↓

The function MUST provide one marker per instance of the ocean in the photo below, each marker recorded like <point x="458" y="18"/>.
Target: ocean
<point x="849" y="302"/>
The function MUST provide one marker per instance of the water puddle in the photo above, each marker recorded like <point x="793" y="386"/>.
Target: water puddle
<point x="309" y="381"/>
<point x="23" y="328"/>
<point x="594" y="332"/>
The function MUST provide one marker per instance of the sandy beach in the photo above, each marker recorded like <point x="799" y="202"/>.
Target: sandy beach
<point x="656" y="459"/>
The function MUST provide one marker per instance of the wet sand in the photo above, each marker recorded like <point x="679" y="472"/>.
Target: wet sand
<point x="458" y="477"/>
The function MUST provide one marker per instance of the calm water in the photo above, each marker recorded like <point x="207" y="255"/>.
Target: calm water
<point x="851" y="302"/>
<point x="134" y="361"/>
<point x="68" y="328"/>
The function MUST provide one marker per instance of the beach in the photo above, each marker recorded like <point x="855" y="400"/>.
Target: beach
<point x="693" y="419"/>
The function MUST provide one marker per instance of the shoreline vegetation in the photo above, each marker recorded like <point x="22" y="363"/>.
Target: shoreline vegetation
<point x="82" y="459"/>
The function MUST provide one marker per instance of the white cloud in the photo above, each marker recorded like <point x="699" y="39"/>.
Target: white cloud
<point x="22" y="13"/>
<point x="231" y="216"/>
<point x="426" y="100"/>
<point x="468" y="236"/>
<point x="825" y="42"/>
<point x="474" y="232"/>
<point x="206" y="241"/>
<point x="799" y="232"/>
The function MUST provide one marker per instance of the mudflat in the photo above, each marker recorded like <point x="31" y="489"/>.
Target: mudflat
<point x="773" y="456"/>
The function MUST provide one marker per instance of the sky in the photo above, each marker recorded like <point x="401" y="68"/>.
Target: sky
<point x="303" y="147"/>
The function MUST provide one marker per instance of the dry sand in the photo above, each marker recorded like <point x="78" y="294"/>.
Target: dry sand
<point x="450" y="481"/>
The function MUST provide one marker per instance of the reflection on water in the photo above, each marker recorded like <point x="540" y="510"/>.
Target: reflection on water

↑

WORK TASK
In the listing above, transcribe exactly everything from the line containing "Target: sandy beach" down to the line containing "of the reflection", including both and nothing more.

SOLUTION TO THE PROBLEM
Target: sandy beach
<point x="656" y="459"/>
The function MUST provide one marker per instance of the wet sand in the photo above, each marker recorded like <point x="679" y="472"/>.
Target: wet sand
<point x="458" y="477"/>
The function MUST provide one marker per instance of the calm water in the photo above, each marker recorded like <point x="207" y="255"/>.
Target: calm water
<point x="851" y="302"/>
<point x="134" y="361"/>
<point x="68" y="328"/>
The function MUST provide one marker per instance of the beach in the photo above, each marker recorded like <point x="855" y="400"/>.
Target: beach
<point x="693" y="419"/>
The function MUST provide one marker per instance of the shoreline vegetation in the photo above, each marker recorded like <point x="22" y="363"/>.
Target: shoreline vegetation
<point x="82" y="459"/>
The function MUST provide one marker per instance of the white cloud in the photo above, each marker recorded like <point x="699" y="39"/>.
Target: white cloud
<point x="22" y="13"/>
<point x="231" y="216"/>
<point x="426" y="100"/>
<point x="468" y="236"/>
<point x="825" y="42"/>
<point x="474" y="232"/>
<point x="206" y="241"/>
<point x="799" y="232"/>
The function MUST provide one marker per instance of the mudflat in the photo above, each marker recorded like <point x="31" y="489"/>.
Target: mudflat
<point x="773" y="456"/>
The function MUST provide one marker per instance of the sky in the photo above, each marker recorded like <point x="401" y="68"/>.
Target: sky
<point x="303" y="147"/>
The function MUST provide one marker per instance of the dry sand in the photo above, each marker recorded like <point x="78" y="294"/>.
Target: dry sand
<point x="450" y="481"/>
The function MUST provide one marker per instance of the reflection on water in the photo above, each marker recorded like <point x="540" y="510"/>.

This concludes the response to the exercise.